Point labeling dataset excerpts
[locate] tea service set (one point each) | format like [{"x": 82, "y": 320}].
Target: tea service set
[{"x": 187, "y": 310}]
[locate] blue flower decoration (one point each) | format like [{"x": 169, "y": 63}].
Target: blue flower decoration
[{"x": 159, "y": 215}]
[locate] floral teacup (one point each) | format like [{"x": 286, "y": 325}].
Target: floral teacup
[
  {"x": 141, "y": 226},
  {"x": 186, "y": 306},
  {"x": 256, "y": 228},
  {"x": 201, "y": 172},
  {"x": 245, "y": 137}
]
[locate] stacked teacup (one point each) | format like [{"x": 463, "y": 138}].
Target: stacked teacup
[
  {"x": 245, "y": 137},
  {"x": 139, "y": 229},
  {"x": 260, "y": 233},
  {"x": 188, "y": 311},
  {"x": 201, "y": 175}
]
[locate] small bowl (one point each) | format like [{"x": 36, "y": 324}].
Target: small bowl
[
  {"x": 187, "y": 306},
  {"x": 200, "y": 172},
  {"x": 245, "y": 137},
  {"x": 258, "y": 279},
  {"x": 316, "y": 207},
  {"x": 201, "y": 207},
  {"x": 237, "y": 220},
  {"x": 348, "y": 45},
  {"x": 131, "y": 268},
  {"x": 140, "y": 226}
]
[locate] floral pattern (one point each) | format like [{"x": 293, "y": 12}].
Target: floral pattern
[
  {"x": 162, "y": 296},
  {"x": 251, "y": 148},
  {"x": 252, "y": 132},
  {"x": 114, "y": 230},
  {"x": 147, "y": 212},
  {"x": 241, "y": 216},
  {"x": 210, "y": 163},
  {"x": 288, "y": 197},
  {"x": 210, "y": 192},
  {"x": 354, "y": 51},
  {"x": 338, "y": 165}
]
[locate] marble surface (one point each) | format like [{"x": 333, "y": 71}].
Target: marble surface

WORK REQUIRED: Arrange every line of the data above as a numbered list, leaving out any blank lines.

EXPECTED OUTPUT:
1. [locate] tea service set (one point each) | format like [{"x": 82, "y": 320}].
2. Target: tea service set
3. [{"x": 187, "y": 310}]
4. [locate] blue flower decoration (one point each) | format like [{"x": 169, "y": 63}].
5. Target: blue flower decoration
6. [{"x": 159, "y": 215}]
7. [locate] floral teacup (one point each) | format like [{"x": 286, "y": 325}].
8. Target: floral teacup
9. [
10.   {"x": 141, "y": 226},
11.   {"x": 186, "y": 306},
12.   {"x": 256, "y": 228},
13.   {"x": 201, "y": 172},
14.   {"x": 245, "y": 137}
15. ]
16. [locate] stacked teacup (one point each) | format like [{"x": 463, "y": 138}].
17. Target: stacked teacup
18. [
19.   {"x": 245, "y": 137},
20.   {"x": 139, "y": 229},
21.   {"x": 260, "y": 233},
22.   {"x": 188, "y": 311},
23.   {"x": 201, "y": 175}
24. ]
25. [locate] small bowl (one point each) | format like [{"x": 36, "y": 324}].
26. Target: small bowl
27. [
28.   {"x": 187, "y": 306},
29.   {"x": 200, "y": 172},
30.   {"x": 245, "y": 137},
31.   {"x": 258, "y": 279},
32.   {"x": 316, "y": 207},
33.   {"x": 201, "y": 207},
34.   {"x": 237, "y": 220},
35.   {"x": 348, "y": 45},
36.   {"x": 131, "y": 268},
37.   {"x": 140, "y": 226}
38. ]
39. [locate] floral pattern (one point each) | format like [{"x": 293, "y": 12}].
40. Target: floral pattern
41. [
42.   {"x": 162, "y": 296},
43.   {"x": 251, "y": 148},
44.   {"x": 252, "y": 132},
45.   {"x": 114, "y": 230},
46.   {"x": 147, "y": 212},
47.   {"x": 241, "y": 216},
48.   {"x": 210, "y": 163},
49.   {"x": 288, "y": 197},
50.   {"x": 210, "y": 192},
51.   {"x": 354, "y": 51},
52.   {"x": 338, "y": 165}
53. ]
54. [locate] marble surface (one point each) | format like [{"x": 333, "y": 71}].
55. Target: marble surface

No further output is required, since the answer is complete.